> _DIRECTIVE_: Could you render the data below, from its first line through the line containing "(11, 100), (73, 141)", as a numbered list with blank lines dropped and the pictures left out?
● ● ● ● ● ● ●
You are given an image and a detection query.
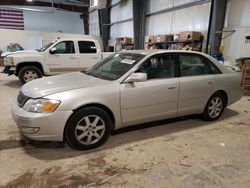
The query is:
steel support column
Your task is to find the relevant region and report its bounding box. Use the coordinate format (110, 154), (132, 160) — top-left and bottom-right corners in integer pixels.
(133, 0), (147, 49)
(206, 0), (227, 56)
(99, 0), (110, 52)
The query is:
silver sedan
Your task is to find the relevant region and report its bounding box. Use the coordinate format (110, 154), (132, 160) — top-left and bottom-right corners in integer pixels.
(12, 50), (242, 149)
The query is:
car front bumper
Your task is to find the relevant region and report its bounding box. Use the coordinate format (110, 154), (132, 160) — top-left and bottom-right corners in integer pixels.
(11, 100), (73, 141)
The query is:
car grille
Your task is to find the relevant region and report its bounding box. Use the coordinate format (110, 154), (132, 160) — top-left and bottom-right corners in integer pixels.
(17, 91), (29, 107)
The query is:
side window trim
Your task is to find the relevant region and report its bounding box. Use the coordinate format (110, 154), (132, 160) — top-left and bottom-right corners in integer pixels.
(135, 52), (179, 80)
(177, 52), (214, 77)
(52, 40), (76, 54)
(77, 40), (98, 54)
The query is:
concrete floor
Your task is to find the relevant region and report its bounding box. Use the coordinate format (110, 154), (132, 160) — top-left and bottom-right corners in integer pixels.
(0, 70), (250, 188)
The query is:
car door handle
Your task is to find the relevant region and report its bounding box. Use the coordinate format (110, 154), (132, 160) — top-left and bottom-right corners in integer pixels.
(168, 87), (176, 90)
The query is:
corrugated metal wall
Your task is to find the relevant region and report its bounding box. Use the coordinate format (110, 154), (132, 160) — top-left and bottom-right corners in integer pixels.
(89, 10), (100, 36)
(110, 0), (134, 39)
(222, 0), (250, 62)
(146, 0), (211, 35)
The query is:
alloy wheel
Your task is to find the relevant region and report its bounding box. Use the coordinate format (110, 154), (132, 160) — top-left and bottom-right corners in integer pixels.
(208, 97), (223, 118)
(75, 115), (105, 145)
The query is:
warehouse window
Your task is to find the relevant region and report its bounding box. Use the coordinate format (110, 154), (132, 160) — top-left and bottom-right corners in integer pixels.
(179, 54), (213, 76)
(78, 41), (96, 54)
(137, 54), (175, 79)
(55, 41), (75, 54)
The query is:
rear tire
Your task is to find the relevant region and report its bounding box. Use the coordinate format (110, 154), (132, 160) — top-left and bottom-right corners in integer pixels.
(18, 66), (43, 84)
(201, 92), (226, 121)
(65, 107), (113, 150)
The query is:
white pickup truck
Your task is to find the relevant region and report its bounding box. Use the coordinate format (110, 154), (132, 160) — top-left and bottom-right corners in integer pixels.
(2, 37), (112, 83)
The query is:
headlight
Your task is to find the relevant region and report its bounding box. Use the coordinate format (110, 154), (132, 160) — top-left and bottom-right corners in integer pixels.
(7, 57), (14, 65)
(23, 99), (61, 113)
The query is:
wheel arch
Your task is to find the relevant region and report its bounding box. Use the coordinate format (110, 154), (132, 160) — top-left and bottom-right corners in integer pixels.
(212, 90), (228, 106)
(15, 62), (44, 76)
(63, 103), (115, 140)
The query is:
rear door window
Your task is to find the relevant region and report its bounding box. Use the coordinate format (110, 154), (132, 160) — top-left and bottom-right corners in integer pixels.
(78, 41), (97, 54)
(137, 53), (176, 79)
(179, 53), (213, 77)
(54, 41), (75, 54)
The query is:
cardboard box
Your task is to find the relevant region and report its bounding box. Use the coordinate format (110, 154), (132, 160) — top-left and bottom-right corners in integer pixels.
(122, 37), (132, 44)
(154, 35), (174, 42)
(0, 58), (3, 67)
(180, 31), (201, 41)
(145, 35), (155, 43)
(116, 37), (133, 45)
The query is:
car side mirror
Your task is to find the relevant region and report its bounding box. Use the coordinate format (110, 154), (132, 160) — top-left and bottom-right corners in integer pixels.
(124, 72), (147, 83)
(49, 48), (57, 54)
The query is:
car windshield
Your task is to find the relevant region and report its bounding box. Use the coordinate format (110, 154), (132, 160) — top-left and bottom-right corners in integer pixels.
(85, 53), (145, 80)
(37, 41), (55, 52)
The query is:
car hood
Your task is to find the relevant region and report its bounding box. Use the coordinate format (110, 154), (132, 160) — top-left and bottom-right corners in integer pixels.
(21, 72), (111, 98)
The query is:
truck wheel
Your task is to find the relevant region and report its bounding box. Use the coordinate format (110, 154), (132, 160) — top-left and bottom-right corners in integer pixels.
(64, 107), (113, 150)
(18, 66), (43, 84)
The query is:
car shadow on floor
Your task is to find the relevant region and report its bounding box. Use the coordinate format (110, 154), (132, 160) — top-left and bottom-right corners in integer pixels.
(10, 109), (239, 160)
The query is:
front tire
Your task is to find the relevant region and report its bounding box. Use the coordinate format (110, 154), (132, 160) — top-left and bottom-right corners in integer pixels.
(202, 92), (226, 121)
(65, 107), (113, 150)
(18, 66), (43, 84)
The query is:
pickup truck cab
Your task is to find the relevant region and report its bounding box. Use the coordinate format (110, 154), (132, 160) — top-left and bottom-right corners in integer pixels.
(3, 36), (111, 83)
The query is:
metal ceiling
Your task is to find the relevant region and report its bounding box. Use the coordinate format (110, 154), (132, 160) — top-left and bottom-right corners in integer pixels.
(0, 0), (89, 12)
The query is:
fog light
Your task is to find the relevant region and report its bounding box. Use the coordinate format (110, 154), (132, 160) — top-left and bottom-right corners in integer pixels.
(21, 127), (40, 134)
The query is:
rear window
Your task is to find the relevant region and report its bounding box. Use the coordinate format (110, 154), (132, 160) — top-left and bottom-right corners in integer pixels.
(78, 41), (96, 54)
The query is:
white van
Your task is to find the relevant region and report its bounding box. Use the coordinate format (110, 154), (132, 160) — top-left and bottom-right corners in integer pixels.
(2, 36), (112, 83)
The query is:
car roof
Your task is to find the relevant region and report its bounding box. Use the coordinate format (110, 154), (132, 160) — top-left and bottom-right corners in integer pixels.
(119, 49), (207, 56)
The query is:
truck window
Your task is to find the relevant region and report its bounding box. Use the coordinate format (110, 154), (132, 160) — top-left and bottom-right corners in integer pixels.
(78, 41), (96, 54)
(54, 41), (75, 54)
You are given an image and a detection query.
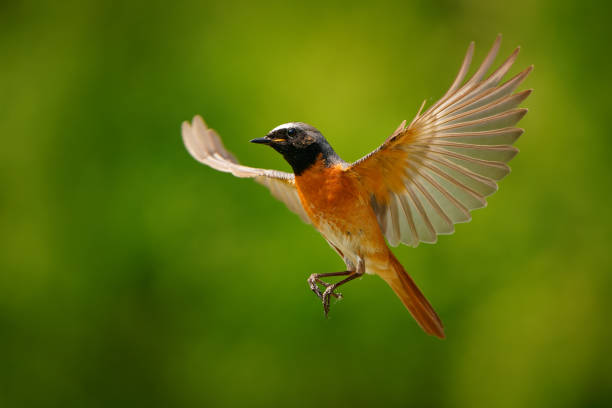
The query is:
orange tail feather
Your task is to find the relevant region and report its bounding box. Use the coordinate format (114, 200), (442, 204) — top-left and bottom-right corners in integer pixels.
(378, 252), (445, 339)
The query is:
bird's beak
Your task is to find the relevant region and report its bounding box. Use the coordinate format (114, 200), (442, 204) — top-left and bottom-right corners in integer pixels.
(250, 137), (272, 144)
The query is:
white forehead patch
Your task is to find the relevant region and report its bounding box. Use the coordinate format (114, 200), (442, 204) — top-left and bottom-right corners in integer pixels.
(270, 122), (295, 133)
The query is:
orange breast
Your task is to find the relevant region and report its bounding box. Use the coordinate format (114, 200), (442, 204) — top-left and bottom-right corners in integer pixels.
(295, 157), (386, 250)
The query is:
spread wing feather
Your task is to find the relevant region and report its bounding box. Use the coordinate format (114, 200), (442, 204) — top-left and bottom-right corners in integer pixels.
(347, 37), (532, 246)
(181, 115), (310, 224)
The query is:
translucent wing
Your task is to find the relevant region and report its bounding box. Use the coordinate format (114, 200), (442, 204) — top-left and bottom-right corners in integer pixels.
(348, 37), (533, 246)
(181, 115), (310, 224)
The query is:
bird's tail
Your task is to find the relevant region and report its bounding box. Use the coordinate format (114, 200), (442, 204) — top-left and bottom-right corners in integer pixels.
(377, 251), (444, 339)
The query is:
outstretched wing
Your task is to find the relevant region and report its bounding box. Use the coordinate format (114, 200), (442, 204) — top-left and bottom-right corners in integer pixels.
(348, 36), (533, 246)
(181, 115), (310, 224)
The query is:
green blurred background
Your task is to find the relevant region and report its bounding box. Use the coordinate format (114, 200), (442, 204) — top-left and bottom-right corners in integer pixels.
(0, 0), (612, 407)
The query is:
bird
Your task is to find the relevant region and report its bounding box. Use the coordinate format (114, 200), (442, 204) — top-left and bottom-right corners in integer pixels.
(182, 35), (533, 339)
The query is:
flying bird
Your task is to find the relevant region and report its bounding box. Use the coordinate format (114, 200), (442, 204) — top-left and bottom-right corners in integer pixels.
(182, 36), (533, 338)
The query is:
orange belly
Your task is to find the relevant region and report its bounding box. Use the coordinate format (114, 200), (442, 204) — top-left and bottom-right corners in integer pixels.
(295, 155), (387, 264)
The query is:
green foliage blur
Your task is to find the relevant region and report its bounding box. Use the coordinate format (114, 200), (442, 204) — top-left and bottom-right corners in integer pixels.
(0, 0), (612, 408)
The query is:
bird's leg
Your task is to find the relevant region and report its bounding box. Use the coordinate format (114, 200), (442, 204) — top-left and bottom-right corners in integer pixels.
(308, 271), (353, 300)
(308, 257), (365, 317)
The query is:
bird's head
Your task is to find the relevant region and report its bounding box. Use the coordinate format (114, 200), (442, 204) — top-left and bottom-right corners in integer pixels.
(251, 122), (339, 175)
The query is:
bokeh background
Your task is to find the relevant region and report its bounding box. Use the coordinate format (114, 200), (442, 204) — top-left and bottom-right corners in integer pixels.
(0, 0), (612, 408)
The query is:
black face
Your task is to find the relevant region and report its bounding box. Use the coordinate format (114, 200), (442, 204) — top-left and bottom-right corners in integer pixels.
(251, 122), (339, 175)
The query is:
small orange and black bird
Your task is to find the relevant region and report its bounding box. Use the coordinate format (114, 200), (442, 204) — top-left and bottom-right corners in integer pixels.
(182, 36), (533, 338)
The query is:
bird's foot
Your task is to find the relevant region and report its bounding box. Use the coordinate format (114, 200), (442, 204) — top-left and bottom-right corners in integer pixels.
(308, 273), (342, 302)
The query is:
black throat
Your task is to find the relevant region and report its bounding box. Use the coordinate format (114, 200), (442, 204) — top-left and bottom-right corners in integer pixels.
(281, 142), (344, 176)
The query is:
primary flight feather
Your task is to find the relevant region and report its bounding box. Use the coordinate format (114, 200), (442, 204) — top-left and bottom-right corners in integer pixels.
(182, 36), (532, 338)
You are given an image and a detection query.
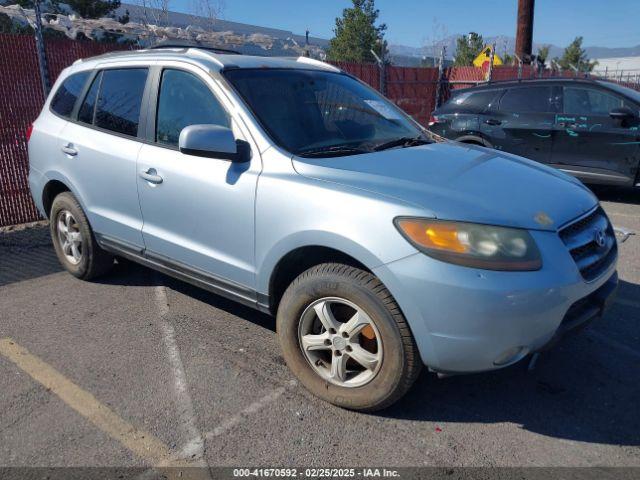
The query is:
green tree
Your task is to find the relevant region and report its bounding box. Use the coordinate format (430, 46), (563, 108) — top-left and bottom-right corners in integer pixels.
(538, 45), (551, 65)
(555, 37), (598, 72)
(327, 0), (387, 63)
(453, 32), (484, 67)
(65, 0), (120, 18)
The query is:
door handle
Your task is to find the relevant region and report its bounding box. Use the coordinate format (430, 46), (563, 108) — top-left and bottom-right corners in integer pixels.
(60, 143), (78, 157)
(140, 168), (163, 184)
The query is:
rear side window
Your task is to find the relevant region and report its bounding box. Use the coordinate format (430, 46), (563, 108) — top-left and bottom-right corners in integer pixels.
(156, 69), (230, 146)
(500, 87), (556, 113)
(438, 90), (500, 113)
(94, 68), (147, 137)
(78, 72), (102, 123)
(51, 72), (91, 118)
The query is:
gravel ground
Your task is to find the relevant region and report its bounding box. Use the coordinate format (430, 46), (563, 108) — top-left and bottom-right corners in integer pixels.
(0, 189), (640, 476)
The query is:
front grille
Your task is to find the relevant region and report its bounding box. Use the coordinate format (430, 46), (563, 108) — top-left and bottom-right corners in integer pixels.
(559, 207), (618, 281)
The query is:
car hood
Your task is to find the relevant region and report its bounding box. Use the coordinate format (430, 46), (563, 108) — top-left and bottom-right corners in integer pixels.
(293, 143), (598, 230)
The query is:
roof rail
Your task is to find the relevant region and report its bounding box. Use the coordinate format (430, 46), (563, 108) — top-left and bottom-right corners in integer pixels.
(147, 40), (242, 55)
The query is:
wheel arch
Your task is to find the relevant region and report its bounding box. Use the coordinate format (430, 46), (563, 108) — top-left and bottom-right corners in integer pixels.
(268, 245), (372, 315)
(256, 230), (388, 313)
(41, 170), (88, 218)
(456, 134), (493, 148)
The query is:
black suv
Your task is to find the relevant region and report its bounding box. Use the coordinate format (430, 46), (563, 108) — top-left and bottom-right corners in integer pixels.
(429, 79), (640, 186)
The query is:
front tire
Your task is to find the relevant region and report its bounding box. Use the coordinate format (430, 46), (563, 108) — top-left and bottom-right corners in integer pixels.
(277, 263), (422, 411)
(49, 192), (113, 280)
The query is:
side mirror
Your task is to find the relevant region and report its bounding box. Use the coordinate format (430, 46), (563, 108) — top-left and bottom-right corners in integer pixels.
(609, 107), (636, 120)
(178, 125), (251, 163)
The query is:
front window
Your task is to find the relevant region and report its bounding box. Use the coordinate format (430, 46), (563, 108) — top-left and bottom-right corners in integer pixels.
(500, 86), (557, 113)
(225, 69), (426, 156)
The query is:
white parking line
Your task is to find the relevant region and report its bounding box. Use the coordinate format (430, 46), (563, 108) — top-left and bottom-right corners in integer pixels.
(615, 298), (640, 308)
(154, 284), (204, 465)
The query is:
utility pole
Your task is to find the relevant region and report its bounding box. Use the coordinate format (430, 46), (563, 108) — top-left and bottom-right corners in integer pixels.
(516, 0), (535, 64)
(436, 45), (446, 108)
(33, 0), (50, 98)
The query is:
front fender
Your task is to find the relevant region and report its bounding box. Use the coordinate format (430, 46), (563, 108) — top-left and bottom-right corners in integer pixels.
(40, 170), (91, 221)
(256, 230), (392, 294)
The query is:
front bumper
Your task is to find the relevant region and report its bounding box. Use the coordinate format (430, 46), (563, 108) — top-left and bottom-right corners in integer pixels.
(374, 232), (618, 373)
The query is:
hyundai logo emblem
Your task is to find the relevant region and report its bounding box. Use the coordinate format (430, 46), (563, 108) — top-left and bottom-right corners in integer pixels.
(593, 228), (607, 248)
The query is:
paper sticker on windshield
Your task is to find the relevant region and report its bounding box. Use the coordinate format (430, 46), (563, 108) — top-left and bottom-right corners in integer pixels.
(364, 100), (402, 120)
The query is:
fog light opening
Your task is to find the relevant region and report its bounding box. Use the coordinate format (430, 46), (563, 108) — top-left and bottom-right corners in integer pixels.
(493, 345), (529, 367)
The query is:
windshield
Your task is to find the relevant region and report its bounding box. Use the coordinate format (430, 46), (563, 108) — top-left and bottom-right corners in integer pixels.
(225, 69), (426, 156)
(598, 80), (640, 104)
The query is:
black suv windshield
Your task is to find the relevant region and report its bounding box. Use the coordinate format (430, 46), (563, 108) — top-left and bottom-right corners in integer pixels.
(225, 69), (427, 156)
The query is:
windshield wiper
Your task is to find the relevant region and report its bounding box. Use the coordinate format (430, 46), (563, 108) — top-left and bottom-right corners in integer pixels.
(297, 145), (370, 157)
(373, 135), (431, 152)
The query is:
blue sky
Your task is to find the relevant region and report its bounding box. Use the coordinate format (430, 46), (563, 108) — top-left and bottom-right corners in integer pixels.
● ● ● ● ● ● ●
> _ANSWER_:
1. You are given an image and a detection query.
2. The query is:
3. steel support column
4. Your task is to find the relevant region and report its bounding box. Use the coordinate format (110, 154), (132, 160) — top-left and bottom-right corners in integer pixels.
5. (133, 0), (147, 49)
6. (206, 0), (227, 56)
7. (99, 0), (110, 52)
8. The query is:
9. silver sedan
10. Your task is to find the relevant region and report its bounding box. Use the coordinate format (110, 154), (132, 160) — top-left and bottom-right corners in integer pixels.
11. (12, 50), (242, 149)
12. The query is:
13. car front bumper
14. Your task is to find the relevant region and report its bounding box. Use the coordinate format (110, 154), (132, 160) — top-left and bottom-right corners in integer pixels.
15. (11, 100), (73, 141)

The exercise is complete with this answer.